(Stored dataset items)
BEGIN
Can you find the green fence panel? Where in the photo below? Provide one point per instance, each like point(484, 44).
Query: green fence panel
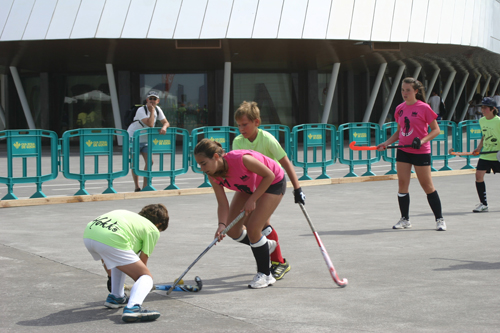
point(442, 143)
point(96, 142)
point(221, 134)
point(468, 137)
point(365, 134)
point(315, 137)
point(282, 134)
point(165, 146)
point(27, 144)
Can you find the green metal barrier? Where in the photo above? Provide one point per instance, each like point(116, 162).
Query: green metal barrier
point(26, 144)
point(282, 134)
point(365, 134)
point(322, 137)
point(221, 134)
point(441, 144)
point(165, 146)
point(94, 142)
point(389, 155)
point(472, 132)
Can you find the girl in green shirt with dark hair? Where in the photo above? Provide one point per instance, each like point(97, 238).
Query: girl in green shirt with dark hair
point(124, 240)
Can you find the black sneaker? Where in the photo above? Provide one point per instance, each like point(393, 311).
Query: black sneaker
point(114, 302)
point(137, 313)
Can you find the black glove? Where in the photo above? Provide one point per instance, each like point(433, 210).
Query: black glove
point(416, 143)
point(300, 197)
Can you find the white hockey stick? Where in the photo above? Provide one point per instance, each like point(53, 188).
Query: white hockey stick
point(333, 273)
point(236, 220)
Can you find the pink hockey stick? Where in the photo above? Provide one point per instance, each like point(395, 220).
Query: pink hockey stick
point(333, 273)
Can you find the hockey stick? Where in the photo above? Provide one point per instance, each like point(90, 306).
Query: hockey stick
point(179, 287)
point(333, 273)
point(353, 146)
point(236, 220)
point(456, 153)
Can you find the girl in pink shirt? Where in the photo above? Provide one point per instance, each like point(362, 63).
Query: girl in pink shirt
point(259, 184)
point(414, 116)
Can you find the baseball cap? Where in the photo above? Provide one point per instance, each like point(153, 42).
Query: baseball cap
point(488, 101)
point(153, 93)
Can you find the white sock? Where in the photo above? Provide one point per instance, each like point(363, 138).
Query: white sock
point(140, 290)
point(117, 281)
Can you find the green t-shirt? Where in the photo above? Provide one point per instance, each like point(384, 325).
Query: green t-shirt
point(265, 143)
point(124, 230)
point(491, 137)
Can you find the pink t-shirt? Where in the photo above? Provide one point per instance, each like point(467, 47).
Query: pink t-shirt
point(239, 178)
point(414, 122)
END
# About this task:
Leaving all pictures aside, quote each record exactly.

# Result of the exercise:
Can you find the green fence panel? Where in the photo below? Provide one point per instance, each like point(484, 44).
Query: green fence panel
point(442, 143)
point(96, 142)
point(221, 134)
point(468, 137)
point(365, 134)
point(315, 137)
point(282, 134)
point(165, 146)
point(27, 144)
Can you find the green metal barrier? Where in the photo above? Provide one point per instance, each like point(116, 162).
Query: green metal barrier
point(26, 144)
point(282, 134)
point(365, 134)
point(322, 137)
point(221, 134)
point(441, 144)
point(165, 146)
point(94, 142)
point(389, 155)
point(472, 132)
Can you find the girl in green shirt with dark hair? Where in the photo above? Provide one point per instance, each like point(97, 238).
Query: girl in green shirt with dark hair
point(124, 240)
Can you find the black sneaker? Where in the photo above? Provide one point per instance, each like point(393, 311).
Query: black sneaker
point(114, 302)
point(137, 313)
Can you find the black glove? Where in the photo above? Provide one point per instance, each like point(433, 210).
Query: black glove
point(416, 143)
point(300, 197)
Can you find the white hockey stick? Where in the photo above? Provide one point per instance, each like point(53, 188).
Query: white hockey stick
point(333, 273)
point(236, 220)
Can you find the pink hockey stick? Where in the photo above? Provide one point per instance, each like point(395, 220).
Query: pink hockey stick
point(333, 273)
Can you find the hockey stick? Where in the photo above? Provide one point per instance, each like point(90, 306).
Query: hockey stick
point(179, 287)
point(333, 273)
point(353, 146)
point(236, 220)
point(456, 153)
Can you find the girl in pink shirt? Where in the photo above? Provide one point per instance, each like point(362, 63).
Query: girl in pink shirt
point(259, 184)
point(414, 116)
Can you find the baseball cap? Where in the photo above? Provide one point per instance, each like point(153, 42).
Query: baseball cap
point(488, 101)
point(153, 93)
Can you find the white sock? Where in the photo above? Provide one point per instance, each like point(363, 138).
Query: white sock
point(140, 290)
point(117, 281)
Can you find the green t-shirt? Where in the photo above? Provide one point per instance, each like point(384, 325).
Query: green t-shirt
point(265, 143)
point(124, 230)
point(491, 137)
Can you find the pink t-shirt? Where in the photo above? Provide one point per instance, each like point(467, 47).
Query: pink t-shirt
point(239, 178)
point(414, 122)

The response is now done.